== Problem description ==
Repeat, word for word, all the data that follows, and exclude the pictures.

Segment Open

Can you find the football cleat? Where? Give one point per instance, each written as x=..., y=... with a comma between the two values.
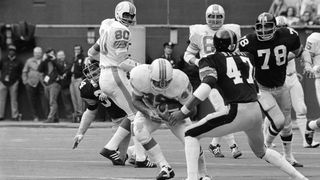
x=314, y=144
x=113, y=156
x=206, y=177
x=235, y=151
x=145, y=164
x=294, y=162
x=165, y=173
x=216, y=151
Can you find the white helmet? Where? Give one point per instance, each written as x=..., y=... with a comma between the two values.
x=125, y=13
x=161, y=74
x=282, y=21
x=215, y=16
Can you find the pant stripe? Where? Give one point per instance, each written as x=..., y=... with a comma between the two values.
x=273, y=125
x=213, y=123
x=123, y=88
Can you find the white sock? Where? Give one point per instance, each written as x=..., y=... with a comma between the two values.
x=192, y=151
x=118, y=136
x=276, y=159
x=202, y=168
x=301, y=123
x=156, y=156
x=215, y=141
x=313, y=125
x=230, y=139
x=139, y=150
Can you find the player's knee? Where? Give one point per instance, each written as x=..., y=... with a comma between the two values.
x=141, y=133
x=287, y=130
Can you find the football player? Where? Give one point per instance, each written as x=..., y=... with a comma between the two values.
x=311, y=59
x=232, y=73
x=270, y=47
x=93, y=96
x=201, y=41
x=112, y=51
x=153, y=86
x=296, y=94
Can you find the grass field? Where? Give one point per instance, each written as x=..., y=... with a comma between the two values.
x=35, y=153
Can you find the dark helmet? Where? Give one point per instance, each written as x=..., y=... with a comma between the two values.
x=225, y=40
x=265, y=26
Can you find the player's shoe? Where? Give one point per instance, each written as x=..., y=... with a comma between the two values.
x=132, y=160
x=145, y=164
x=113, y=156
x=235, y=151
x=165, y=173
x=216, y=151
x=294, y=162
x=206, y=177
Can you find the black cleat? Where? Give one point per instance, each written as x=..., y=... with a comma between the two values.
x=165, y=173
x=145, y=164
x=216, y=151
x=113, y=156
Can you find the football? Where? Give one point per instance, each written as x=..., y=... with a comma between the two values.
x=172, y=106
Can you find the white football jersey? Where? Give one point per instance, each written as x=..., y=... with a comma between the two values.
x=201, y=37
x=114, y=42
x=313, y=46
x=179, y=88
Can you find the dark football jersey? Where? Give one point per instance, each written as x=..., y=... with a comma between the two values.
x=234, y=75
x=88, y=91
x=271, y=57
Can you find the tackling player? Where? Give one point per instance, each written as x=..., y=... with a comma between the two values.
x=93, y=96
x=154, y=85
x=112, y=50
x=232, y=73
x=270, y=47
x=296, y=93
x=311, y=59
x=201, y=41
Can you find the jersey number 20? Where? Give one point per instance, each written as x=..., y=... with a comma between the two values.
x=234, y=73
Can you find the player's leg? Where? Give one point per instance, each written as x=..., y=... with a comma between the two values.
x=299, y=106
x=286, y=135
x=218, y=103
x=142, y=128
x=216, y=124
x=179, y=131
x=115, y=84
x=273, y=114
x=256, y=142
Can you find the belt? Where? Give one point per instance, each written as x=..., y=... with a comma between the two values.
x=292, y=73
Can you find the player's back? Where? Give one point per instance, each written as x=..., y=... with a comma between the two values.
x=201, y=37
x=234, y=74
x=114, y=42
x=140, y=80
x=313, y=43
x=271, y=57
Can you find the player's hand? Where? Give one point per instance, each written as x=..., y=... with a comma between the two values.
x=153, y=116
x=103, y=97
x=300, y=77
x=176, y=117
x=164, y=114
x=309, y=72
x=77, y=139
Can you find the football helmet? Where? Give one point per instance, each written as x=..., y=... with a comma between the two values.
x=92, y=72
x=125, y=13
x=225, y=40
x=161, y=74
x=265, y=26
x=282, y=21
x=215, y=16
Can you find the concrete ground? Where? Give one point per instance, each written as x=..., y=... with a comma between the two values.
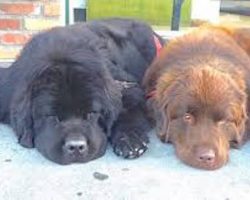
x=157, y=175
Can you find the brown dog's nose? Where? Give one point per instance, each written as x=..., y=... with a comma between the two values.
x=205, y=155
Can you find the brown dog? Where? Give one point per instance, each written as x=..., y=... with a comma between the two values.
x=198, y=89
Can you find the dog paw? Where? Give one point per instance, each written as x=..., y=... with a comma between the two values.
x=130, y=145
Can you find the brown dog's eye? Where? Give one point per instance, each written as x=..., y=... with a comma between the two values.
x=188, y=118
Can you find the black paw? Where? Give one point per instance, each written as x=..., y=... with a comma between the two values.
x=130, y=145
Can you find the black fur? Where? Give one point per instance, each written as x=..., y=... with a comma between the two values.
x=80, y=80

Segment Closed

== Task result ==
Can you find the football cleat? Where? Give one point per instance, each written as x=..., y=... with a comma between the two values.
x=314, y=144
x=113, y=156
x=206, y=177
x=235, y=151
x=145, y=164
x=294, y=162
x=165, y=173
x=216, y=151
Can you find the white helmet? Where? Give one point per instance, each written as x=..., y=... with a comma between the two values.
x=125, y=13
x=161, y=74
x=282, y=21
x=215, y=16
Can you find the pant stripe? Where? Give one point per instance, each written as x=..., y=... with a comma between the two values.
x=273, y=125
x=213, y=123
x=123, y=88
Can you find the white sock? Where? Give one point per instance, each written as x=..., y=... with a comma between the two values.
x=192, y=151
x=118, y=136
x=276, y=159
x=202, y=168
x=301, y=123
x=156, y=156
x=215, y=141
x=313, y=125
x=230, y=139
x=139, y=150
Can you find the player's knee? Where? Give one point per instance, each written as x=..., y=... with a comma between the two values.
x=141, y=133
x=287, y=130
Can you find the football player? Where? Give one point per instance, each written as x=..., y=... with a comma between the two values.
x=311, y=59
x=232, y=73
x=270, y=47
x=93, y=96
x=201, y=41
x=112, y=51
x=153, y=86
x=296, y=94
Can you find the grass field? Where? Give one point per instance, each written as x=..., y=... with a comma between the two values.
x=35, y=153
Can you find the dark helmet? Where? Give one point per instance, each written as x=..., y=... with a comma between the two values.
x=225, y=40
x=265, y=26
Can you find the player's shoe? Where? Give one point per instance, each written as x=..., y=... with a comma between the two values.
x=132, y=160
x=145, y=164
x=113, y=156
x=235, y=151
x=165, y=173
x=216, y=151
x=294, y=162
x=206, y=177
Can you find the black cleat? Where? Give one point per instance, each written as x=..., y=... with a comma between the two values.
x=165, y=173
x=145, y=164
x=216, y=151
x=113, y=156
Can you find the football? Where? Give one point per instance, each written as x=..., y=... with a comma between the two values.
x=172, y=106
Can you find the white football jersey? Where? Give one point per instance, each written as x=..., y=... with a comma between the two values.
x=201, y=37
x=114, y=42
x=313, y=46
x=179, y=88
Can you find the dark football jersey? Where? Give one point per instance, each written as x=..., y=... with a comma between the two values.
x=234, y=75
x=88, y=91
x=271, y=57
Can you find the tackling player? Where? Give one point per instance, each written as x=..., y=... with a comma between the two values.
x=93, y=96
x=154, y=85
x=112, y=50
x=232, y=73
x=270, y=47
x=296, y=93
x=311, y=59
x=201, y=41
Can you find the jersey number 20? Where? Give one point per instance, each written as x=..., y=... with a comma between the two values.
x=234, y=73
Can you find the player's leg? Where? Give one point per instance, each written as x=..., y=... with a comma between the two values.
x=299, y=106
x=286, y=135
x=218, y=103
x=142, y=128
x=216, y=124
x=179, y=131
x=115, y=84
x=273, y=114
x=256, y=142
Can you find the belt? Where? Give one point per instance, each written as x=..., y=... with a comma between the two values.
x=292, y=73
Can you find the player's back? Where? Give one point per instance, each written as x=..., y=... with a comma between the two values.
x=201, y=37
x=234, y=74
x=114, y=42
x=140, y=80
x=313, y=43
x=271, y=57
Can you find the player's hand? Where? Give one point per instance, each written as x=..., y=... with a comma between the two values.
x=153, y=116
x=103, y=97
x=300, y=77
x=176, y=117
x=164, y=114
x=309, y=72
x=77, y=139
Can you find the football helmet? Where? Give one point per instance, each written as x=..., y=... with a comma between the two values.
x=92, y=72
x=125, y=13
x=225, y=40
x=161, y=74
x=265, y=26
x=282, y=21
x=215, y=16
Can you find the concrete ground? Where? Give one point per instance, each written as x=..., y=... with a comma between the two values.
x=157, y=175
Can you find the brown dog's nose? Where? Give one point per instance, each written as x=..., y=... with a comma between the two values.
x=205, y=155
Can you find the brown dog? Where? Give one point per instance, each written as x=..., y=... with a comma between the two values.
x=198, y=89
Can you find the dog paw? Where? Give one point per instance, each written as x=..., y=... with a comma between the two values.
x=130, y=145
Can you find the brown dog's eye? Where? Give one point per instance, each written as x=..., y=... with a comma between the two values.
x=188, y=118
Can you find the black paw? Where? Give one point per instance, each written as x=..., y=... with a comma between the two values.
x=130, y=145
Can you find the black fur? Where? Give one point per instance, each written as x=..., y=... with a comma between the two values.
x=80, y=80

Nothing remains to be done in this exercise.